EXERCISE BRIEF –
Put each line of the data below into a JSON list of strings, one string per line, and leave out any blank lines.

DATASET CONTENT –
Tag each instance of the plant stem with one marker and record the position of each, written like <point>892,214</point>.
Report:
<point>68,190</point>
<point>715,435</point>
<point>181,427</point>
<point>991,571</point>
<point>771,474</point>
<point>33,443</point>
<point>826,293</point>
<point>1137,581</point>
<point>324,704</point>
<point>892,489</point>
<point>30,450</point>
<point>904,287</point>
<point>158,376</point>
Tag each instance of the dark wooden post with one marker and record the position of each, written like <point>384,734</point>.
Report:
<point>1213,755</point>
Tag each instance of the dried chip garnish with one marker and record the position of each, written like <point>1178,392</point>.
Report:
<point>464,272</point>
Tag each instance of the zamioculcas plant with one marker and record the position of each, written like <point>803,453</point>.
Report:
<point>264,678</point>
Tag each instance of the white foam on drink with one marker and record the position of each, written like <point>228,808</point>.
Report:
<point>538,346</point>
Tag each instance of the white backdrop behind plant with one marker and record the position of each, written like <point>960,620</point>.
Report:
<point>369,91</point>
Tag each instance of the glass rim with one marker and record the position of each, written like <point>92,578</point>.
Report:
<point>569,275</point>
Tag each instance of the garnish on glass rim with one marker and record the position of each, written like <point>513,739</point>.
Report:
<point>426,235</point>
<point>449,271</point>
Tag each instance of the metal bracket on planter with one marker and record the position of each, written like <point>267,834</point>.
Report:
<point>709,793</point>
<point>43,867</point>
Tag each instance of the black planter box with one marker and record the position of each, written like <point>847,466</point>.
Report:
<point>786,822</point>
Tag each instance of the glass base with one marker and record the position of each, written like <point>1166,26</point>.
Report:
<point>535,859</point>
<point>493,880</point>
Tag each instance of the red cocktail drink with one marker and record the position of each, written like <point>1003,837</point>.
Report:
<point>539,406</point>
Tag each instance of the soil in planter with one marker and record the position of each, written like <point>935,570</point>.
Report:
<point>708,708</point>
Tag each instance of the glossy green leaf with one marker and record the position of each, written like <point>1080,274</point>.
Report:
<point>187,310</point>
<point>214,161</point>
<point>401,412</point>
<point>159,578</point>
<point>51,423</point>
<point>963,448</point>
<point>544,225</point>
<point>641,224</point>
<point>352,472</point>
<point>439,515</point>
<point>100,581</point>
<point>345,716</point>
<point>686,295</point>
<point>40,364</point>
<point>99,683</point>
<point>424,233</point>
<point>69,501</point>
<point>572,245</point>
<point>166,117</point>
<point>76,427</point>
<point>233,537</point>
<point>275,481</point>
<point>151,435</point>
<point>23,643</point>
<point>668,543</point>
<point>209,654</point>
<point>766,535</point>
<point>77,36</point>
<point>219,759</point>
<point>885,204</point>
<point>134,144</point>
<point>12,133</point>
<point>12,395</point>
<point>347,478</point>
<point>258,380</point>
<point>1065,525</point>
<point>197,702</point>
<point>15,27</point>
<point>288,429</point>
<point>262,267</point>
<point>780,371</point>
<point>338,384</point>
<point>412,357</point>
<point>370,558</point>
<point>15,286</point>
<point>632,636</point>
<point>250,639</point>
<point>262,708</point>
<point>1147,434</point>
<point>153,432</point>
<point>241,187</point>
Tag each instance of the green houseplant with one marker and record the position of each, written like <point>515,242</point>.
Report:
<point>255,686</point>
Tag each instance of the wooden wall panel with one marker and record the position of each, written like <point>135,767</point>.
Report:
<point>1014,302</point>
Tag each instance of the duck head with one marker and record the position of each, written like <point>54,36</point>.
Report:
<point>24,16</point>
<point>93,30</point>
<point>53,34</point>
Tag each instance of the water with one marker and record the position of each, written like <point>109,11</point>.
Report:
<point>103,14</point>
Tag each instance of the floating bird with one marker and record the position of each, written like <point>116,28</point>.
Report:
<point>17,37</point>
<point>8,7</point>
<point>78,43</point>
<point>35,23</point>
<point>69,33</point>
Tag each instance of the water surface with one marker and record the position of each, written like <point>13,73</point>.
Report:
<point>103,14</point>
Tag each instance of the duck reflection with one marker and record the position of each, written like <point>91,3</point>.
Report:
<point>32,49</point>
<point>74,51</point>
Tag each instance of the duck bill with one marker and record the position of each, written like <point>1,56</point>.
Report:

OUTPUT OF THE TASK –
[
  "Tag each instance of the plant stem with one marker and record the position of each, written like <point>892,214</point>.",
  "Report:",
  "<point>68,190</point>",
  "<point>715,435</point>",
  "<point>181,427</point>",
  "<point>991,571</point>",
  "<point>771,474</point>",
  "<point>33,443</point>",
  "<point>826,293</point>",
  "<point>1137,581</point>",
  "<point>324,704</point>",
  "<point>892,489</point>",
  "<point>30,450</point>",
  "<point>904,287</point>",
  "<point>158,376</point>",
  "Tag each instance of the dark wooden post with one marker and record the position of each, written like <point>384,734</point>.",
  "Report:",
  "<point>1213,755</point>",
  "Tag each instance of the dried chip garnish with one marker and record the position of each, written like <point>1178,392</point>.",
  "Report:",
  "<point>464,272</point>",
  "Tag each instance of the zamioculcas plant with one marker and record the position of each, written like <point>803,453</point>.",
  "Report:",
  "<point>264,678</point>",
  "Tag each instance of the white foam on drink with one marker and record the position of each, written like <point>228,808</point>.",
  "Report:",
  "<point>538,346</point>",
  "Tag each instance of the white backdrop behind plant with one marker and record the position of each, written like <point>960,620</point>.",
  "Report:",
  "<point>369,91</point>",
  "Tag each instance of the glass rim with one marker and record the position of each, written like <point>92,578</point>.",
  "Report:",
  "<point>569,275</point>",
  "Tag each instance of the garnish on glass rim with one marker and record the position of each, written like <point>513,739</point>.",
  "Report:",
  "<point>426,235</point>",
  "<point>449,271</point>",
  "Tag each instance of the metal bracket on planter with one marker and record the position of each, written like <point>267,834</point>.",
  "Report:",
  "<point>709,793</point>",
  "<point>43,867</point>",
  "Tag each instance of the black planter box with one marker and record the position of each, written like <point>847,466</point>.",
  "Report:",
  "<point>786,822</point>",
  "Tag each instance of the glass base with one marker and record the position of each, written like <point>1166,26</point>.",
  "Report:",
  "<point>535,859</point>",
  "<point>493,880</point>",
  "Tag each instance of the red cocktail drink with one marker and record the position of each, written like <point>1003,837</point>.",
  "Report:",
  "<point>539,406</point>",
  "Tag each instance of the soil in planter with one marker and record the position of each, written like <point>935,570</point>.",
  "Report:",
  "<point>708,708</point>",
  "Tag each instance of the glossy green leaf with one marker and record the position of each, written like <point>1080,274</point>.",
  "Report:",
  "<point>187,310</point>",
  "<point>214,161</point>",
  "<point>401,412</point>",
  "<point>159,578</point>",
  "<point>51,423</point>",
  "<point>963,448</point>",
  "<point>544,225</point>",
  "<point>641,224</point>",
  "<point>352,472</point>",
  "<point>439,515</point>",
  "<point>100,581</point>",
  "<point>345,716</point>",
  "<point>686,295</point>",
  "<point>40,364</point>",
  "<point>99,683</point>",
  "<point>424,233</point>",
  "<point>69,501</point>",
  "<point>572,245</point>",
  "<point>166,117</point>",
  "<point>76,427</point>",
  "<point>233,537</point>",
  "<point>275,481</point>",
  "<point>151,435</point>",
  "<point>23,643</point>",
  "<point>668,543</point>",
  "<point>209,654</point>",
  "<point>766,535</point>",
  "<point>77,36</point>",
  "<point>219,759</point>",
  "<point>885,204</point>",
  "<point>134,144</point>",
  "<point>12,133</point>",
  "<point>12,395</point>",
  "<point>347,478</point>",
  "<point>258,380</point>",
  "<point>1065,525</point>",
  "<point>197,702</point>",
  "<point>15,27</point>",
  "<point>288,429</point>",
  "<point>262,267</point>",
  "<point>780,371</point>",
  "<point>338,384</point>",
  "<point>412,357</point>",
  "<point>370,558</point>",
  "<point>15,286</point>",
  "<point>632,636</point>",
  "<point>250,639</point>",
  "<point>262,708</point>",
  "<point>1147,434</point>",
  "<point>153,432</point>",
  "<point>241,187</point>",
  "Tag each instance of the green houseplant with one marker and record the position of each, written like <point>515,242</point>.",
  "Report:",
  "<point>255,686</point>",
  "Tag each instance of the wooden wall panel with one marker and record the position of each, written like <point>135,767</point>.",
  "Report:",
  "<point>1014,302</point>",
  "Tag each instance of the duck head with one marker and record the position of each, written like <point>54,36</point>.",
  "Report:",
  "<point>24,16</point>",
  "<point>93,30</point>",
  "<point>53,34</point>",
  "Tag each instance of the water with one marker and record the position of each, written like <point>109,11</point>.",
  "Report:",
  "<point>103,14</point>",
  "Tag each instance of the floating bird with one marker and record the position of each, written like <point>116,28</point>.",
  "Report:",
  "<point>17,37</point>",
  "<point>8,7</point>",
  "<point>78,43</point>",
  "<point>35,23</point>",
  "<point>69,33</point>",
  "Tag each instance of the water surface with one marker and record the position of each, written like <point>13,73</point>.",
  "Report:",
  "<point>103,14</point>",
  "Tag each instance of the duck reflection with one marker and record the position of each, written like <point>91,3</point>.",
  "Report:",
  "<point>32,49</point>",
  "<point>74,51</point>",
  "Tag each instance of the duck bill with one marker and record the position of each, written like <point>1,56</point>.",
  "Report:"
]